Stated problem
Gather every line below that contains the word "performer" and copy each one out. Letter case counts.

Record list
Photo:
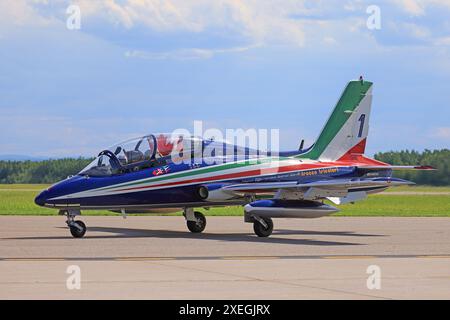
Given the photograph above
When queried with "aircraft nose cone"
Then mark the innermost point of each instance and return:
(41, 198)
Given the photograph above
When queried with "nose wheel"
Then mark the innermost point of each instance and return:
(77, 228)
(263, 226)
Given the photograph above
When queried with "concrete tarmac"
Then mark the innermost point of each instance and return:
(157, 258)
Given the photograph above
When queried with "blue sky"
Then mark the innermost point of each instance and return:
(142, 66)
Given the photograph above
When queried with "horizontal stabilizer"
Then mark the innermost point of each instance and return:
(427, 168)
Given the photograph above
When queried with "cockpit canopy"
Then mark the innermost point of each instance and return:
(158, 150)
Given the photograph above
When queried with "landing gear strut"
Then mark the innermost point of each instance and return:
(77, 228)
(195, 221)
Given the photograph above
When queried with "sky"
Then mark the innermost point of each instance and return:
(141, 66)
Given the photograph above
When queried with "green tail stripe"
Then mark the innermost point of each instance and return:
(350, 99)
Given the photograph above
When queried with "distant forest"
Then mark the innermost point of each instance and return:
(50, 171)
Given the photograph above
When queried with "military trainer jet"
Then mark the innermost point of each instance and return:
(143, 176)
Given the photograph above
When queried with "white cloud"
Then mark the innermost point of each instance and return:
(441, 133)
(185, 54)
(418, 7)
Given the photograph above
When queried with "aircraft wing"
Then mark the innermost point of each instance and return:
(426, 168)
(328, 184)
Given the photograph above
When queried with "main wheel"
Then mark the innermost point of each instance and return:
(199, 224)
(261, 230)
(77, 229)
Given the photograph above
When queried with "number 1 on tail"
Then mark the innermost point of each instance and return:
(362, 120)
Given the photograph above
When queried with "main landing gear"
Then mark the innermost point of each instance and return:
(77, 228)
(195, 221)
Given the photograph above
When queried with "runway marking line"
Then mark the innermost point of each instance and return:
(349, 257)
(435, 257)
(250, 258)
(144, 259)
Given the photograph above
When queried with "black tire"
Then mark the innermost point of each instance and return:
(199, 225)
(260, 230)
(76, 232)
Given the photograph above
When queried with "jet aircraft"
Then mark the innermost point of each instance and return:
(161, 173)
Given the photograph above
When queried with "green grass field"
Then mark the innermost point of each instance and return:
(403, 201)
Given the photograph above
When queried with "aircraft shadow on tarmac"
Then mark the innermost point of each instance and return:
(124, 233)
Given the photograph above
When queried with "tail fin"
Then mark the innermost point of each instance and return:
(347, 128)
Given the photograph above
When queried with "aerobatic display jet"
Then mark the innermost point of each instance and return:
(162, 173)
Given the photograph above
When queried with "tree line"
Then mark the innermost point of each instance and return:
(47, 171)
(50, 171)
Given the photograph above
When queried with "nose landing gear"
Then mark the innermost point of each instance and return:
(195, 221)
(77, 228)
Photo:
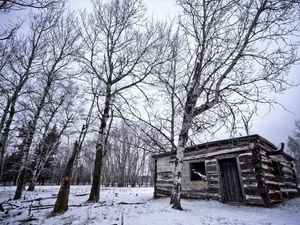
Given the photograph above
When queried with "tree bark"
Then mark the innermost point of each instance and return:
(29, 139)
(61, 204)
(100, 151)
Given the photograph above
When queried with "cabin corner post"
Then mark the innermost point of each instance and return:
(261, 186)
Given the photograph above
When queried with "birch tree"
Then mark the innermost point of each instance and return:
(6, 5)
(242, 52)
(59, 48)
(122, 50)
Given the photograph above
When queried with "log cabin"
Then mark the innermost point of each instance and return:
(246, 170)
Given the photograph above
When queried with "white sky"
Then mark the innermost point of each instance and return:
(275, 126)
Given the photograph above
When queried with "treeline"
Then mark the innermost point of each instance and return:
(87, 97)
(127, 162)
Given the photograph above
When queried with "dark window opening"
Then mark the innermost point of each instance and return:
(197, 171)
(277, 168)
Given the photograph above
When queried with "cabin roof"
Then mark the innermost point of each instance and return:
(245, 140)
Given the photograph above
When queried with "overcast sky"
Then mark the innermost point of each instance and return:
(276, 125)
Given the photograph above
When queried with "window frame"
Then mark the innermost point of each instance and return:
(193, 176)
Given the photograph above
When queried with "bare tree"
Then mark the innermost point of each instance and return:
(242, 52)
(122, 50)
(59, 44)
(24, 54)
(20, 4)
(61, 204)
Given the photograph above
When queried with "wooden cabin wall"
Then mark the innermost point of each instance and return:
(249, 168)
(164, 176)
(259, 184)
(209, 189)
(287, 182)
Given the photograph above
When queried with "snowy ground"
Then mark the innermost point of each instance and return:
(150, 211)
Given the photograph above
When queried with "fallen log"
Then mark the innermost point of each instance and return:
(38, 199)
(131, 203)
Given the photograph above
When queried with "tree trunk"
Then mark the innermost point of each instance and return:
(100, 151)
(6, 129)
(95, 189)
(61, 204)
(29, 139)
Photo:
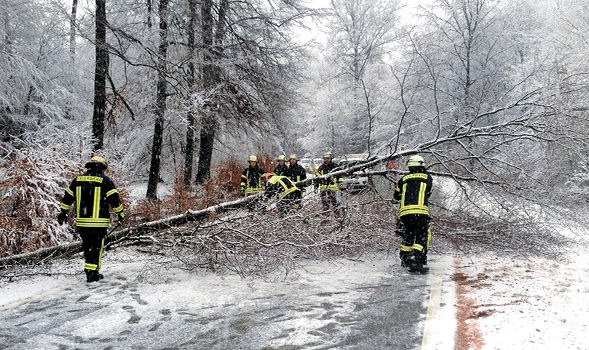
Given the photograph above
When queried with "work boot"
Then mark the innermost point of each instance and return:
(89, 275)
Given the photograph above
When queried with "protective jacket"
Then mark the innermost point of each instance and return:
(252, 180)
(413, 192)
(281, 185)
(92, 192)
(329, 183)
(281, 170)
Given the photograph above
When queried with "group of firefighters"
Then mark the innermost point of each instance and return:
(282, 182)
(94, 192)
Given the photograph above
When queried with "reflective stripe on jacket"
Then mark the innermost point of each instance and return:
(414, 190)
(252, 180)
(93, 193)
(282, 185)
(329, 183)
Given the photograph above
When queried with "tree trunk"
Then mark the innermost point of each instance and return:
(160, 106)
(207, 131)
(189, 155)
(100, 77)
(211, 78)
(149, 9)
(73, 29)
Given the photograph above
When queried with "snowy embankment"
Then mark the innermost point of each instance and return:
(524, 303)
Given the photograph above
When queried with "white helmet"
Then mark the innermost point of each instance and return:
(415, 161)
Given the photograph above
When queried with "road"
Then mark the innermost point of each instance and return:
(368, 304)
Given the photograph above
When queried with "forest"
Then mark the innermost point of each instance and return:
(176, 94)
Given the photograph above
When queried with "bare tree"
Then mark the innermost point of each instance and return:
(73, 28)
(191, 81)
(361, 33)
(100, 73)
(160, 106)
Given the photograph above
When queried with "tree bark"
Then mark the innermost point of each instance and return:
(100, 77)
(189, 155)
(211, 78)
(73, 28)
(156, 149)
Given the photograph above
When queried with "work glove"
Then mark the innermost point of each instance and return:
(61, 217)
(122, 217)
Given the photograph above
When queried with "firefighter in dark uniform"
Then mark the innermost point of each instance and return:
(297, 173)
(93, 193)
(413, 192)
(283, 188)
(329, 186)
(281, 168)
(252, 178)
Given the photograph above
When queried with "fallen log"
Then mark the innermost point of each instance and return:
(68, 249)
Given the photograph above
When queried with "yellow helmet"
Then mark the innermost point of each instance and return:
(415, 161)
(97, 162)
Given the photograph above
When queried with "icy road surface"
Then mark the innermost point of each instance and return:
(365, 304)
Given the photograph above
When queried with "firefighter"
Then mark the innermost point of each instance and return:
(285, 189)
(252, 178)
(281, 168)
(297, 173)
(413, 191)
(329, 186)
(93, 192)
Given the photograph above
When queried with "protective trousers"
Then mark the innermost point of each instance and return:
(416, 238)
(93, 246)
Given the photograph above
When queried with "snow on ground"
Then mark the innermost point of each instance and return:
(530, 304)
(495, 302)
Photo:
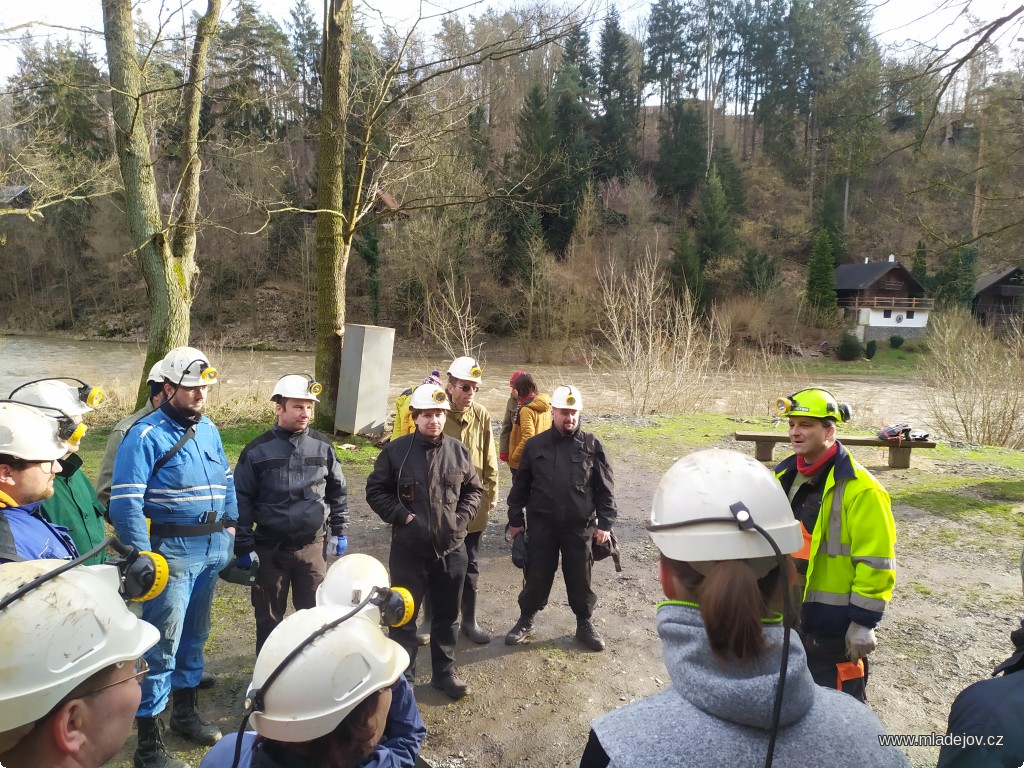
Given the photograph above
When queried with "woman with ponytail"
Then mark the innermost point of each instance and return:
(740, 692)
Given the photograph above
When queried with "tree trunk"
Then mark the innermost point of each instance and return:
(167, 287)
(169, 273)
(333, 247)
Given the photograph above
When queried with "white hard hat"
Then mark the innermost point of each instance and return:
(53, 393)
(59, 634)
(186, 367)
(708, 483)
(466, 369)
(566, 396)
(349, 581)
(28, 434)
(156, 373)
(429, 396)
(299, 386)
(332, 675)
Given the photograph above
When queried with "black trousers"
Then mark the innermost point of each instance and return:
(442, 580)
(547, 542)
(473, 559)
(302, 570)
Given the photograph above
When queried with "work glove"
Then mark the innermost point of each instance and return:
(859, 641)
(336, 545)
(247, 561)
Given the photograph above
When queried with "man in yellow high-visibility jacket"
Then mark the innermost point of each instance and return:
(848, 557)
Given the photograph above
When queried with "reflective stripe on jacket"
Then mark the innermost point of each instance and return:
(852, 568)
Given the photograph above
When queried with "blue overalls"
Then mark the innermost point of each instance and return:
(189, 501)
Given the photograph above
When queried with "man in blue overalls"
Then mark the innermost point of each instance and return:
(30, 454)
(172, 473)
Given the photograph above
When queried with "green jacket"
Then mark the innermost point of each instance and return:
(75, 506)
(852, 565)
(472, 428)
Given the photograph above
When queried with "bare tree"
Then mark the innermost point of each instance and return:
(166, 249)
(407, 113)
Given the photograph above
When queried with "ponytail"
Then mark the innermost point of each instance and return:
(732, 602)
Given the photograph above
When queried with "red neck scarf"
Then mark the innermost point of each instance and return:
(809, 470)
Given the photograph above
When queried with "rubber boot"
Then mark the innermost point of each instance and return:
(587, 635)
(522, 631)
(151, 752)
(454, 687)
(185, 720)
(423, 636)
(469, 626)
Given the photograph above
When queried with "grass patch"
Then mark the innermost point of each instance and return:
(887, 361)
(920, 588)
(667, 437)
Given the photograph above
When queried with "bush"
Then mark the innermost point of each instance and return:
(849, 348)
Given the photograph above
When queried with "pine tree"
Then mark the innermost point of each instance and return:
(681, 152)
(830, 219)
(759, 272)
(686, 271)
(820, 291)
(619, 97)
(716, 235)
(919, 267)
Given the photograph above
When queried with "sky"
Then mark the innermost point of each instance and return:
(897, 23)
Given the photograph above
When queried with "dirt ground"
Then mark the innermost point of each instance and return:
(956, 599)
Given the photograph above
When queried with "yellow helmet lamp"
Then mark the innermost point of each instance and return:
(815, 402)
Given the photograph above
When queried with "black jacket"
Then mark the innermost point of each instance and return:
(434, 481)
(290, 486)
(990, 711)
(564, 478)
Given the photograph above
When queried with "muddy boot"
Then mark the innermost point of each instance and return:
(454, 687)
(151, 752)
(522, 631)
(587, 635)
(469, 626)
(207, 681)
(185, 720)
(423, 636)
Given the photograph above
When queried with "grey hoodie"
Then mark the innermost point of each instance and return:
(718, 715)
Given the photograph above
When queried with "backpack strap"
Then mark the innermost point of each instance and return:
(189, 433)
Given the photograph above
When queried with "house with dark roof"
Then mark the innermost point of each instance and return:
(880, 299)
(996, 299)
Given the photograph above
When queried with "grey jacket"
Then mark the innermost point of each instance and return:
(436, 482)
(290, 486)
(717, 715)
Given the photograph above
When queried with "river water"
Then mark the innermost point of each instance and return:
(116, 367)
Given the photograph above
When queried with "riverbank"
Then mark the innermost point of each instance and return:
(960, 522)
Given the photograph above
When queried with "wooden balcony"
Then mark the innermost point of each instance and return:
(886, 302)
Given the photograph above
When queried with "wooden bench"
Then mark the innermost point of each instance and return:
(899, 453)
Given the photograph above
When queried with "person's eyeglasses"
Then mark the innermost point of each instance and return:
(50, 467)
(141, 669)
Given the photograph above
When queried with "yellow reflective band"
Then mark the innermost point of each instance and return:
(78, 434)
(410, 609)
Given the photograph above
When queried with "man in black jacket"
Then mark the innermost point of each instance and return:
(565, 482)
(293, 506)
(425, 485)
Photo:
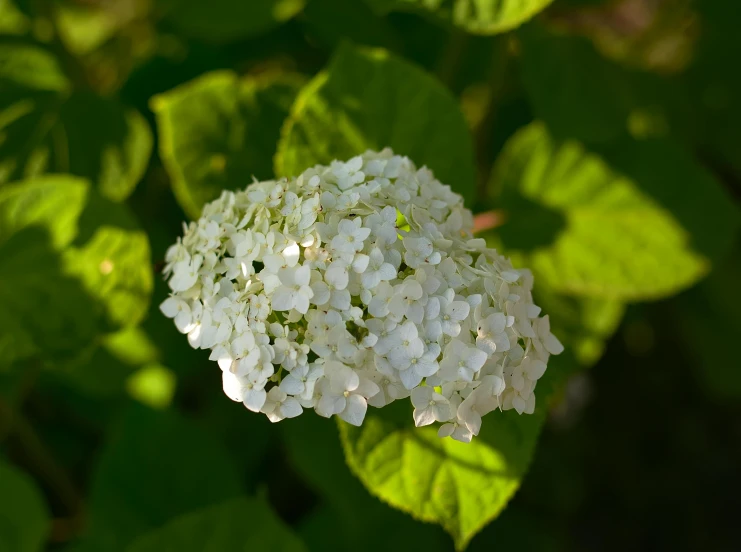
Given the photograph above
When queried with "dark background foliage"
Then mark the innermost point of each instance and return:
(601, 139)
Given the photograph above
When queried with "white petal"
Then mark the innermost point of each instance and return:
(292, 385)
(232, 386)
(282, 299)
(170, 307)
(290, 408)
(423, 416)
(254, 399)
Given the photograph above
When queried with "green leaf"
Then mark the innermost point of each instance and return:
(602, 223)
(475, 16)
(581, 94)
(221, 21)
(582, 324)
(156, 466)
(219, 131)
(24, 517)
(333, 21)
(316, 454)
(122, 353)
(65, 277)
(460, 486)
(242, 525)
(12, 20)
(371, 99)
(44, 127)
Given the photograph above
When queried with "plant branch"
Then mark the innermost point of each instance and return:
(488, 220)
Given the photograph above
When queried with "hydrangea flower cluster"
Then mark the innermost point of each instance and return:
(355, 284)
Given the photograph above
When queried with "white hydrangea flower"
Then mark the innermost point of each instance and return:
(356, 285)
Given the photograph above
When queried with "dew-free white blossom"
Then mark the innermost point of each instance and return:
(353, 285)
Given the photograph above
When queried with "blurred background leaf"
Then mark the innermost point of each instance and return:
(225, 20)
(475, 16)
(370, 99)
(24, 518)
(223, 527)
(220, 131)
(609, 238)
(155, 467)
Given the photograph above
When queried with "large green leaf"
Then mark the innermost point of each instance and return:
(639, 220)
(316, 454)
(219, 131)
(45, 127)
(226, 20)
(475, 16)
(370, 99)
(156, 466)
(242, 525)
(460, 486)
(65, 277)
(24, 517)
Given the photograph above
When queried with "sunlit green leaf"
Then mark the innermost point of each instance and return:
(328, 475)
(24, 517)
(63, 282)
(460, 486)
(227, 20)
(44, 127)
(156, 466)
(604, 223)
(370, 99)
(219, 131)
(475, 16)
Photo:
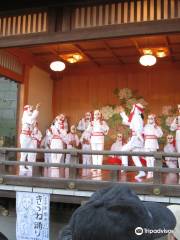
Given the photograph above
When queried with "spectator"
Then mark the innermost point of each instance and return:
(116, 213)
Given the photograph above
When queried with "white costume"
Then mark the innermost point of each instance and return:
(117, 146)
(36, 138)
(171, 162)
(72, 141)
(45, 143)
(57, 142)
(175, 126)
(151, 134)
(84, 122)
(135, 123)
(87, 159)
(98, 129)
(28, 120)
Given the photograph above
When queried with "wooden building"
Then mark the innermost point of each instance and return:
(109, 35)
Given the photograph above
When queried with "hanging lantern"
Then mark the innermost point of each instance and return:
(147, 60)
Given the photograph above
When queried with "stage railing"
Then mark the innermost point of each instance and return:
(155, 187)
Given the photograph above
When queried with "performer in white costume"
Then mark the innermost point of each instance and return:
(175, 126)
(136, 142)
(87, 159)
(84, 122)
(57, 142)
(171, 162)
(63, 121)
(72, 141)
(98, 129)
(36, 138)
(45, 143)
(151, 134)
(28, 120)
(117, 146)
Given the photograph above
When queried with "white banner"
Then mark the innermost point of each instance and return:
(32, 210)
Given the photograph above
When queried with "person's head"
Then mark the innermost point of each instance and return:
(119, 137)
(151, 119)
(178, 108)
(73, 129)
(28, 109)
(62, 117)
(97, 114)
(175, 209)
(117, 213)
(169, 138)
(87, 115)
(3, 237)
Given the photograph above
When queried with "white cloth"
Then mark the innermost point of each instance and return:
(57, 142)
(151, 134)
(136, 142)
(117, 146)
(69, 139)
(36, 138)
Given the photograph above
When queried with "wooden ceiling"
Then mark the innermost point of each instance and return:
(102, 52)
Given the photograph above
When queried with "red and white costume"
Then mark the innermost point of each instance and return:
(151, 134)
(57, 142)
(36, 139)
(117, 146)
(84, 122)
(72, 141)
(86, 145)
(175, 126)
(45, 143)
(98, 129)
(28, 120)
(136, 142)
(171, 162)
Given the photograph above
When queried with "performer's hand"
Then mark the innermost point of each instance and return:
(38, 106)
(119, 109)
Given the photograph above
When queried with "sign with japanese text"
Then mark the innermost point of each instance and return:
(32, 210)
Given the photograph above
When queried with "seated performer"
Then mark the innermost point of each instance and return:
(86, 159)
(136, 142)
(151, 134)
(84, 122)
(28, 120)
(72, 141)
(98, 129)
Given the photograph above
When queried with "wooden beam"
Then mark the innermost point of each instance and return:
(86, 54)
(169, 48)
(10, 74)
(113, 53)
(27, 58)
(111, 31)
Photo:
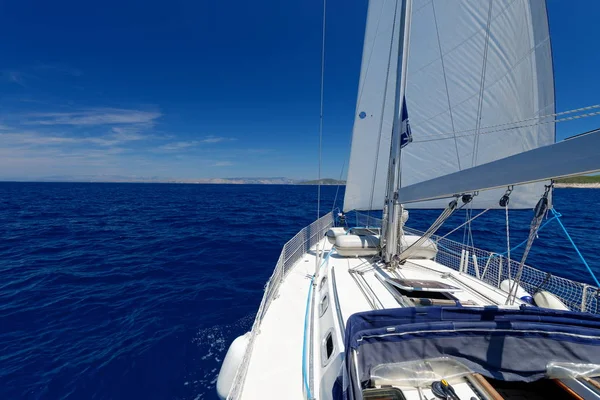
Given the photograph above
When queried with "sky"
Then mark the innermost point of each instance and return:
(206, 89)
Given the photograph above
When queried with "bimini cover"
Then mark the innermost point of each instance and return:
(506, 344)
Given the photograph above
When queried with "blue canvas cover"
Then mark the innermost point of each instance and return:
(506, 344)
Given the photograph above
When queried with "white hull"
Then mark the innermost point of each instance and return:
(305, 312)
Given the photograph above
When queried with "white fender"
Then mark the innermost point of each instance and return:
(230, 365)
(332, 233)
(522, 294)
(549, 300)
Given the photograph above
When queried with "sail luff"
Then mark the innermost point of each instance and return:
(400, 129)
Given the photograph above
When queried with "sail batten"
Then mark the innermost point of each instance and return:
(473, 64)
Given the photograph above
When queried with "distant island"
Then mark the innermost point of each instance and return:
(585, 181)
(326, 181)
(154, 179)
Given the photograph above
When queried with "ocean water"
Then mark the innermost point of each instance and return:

Task response
When queried with "performer in white costume"
When queried with "performer's hand"
When queried with "seated performer"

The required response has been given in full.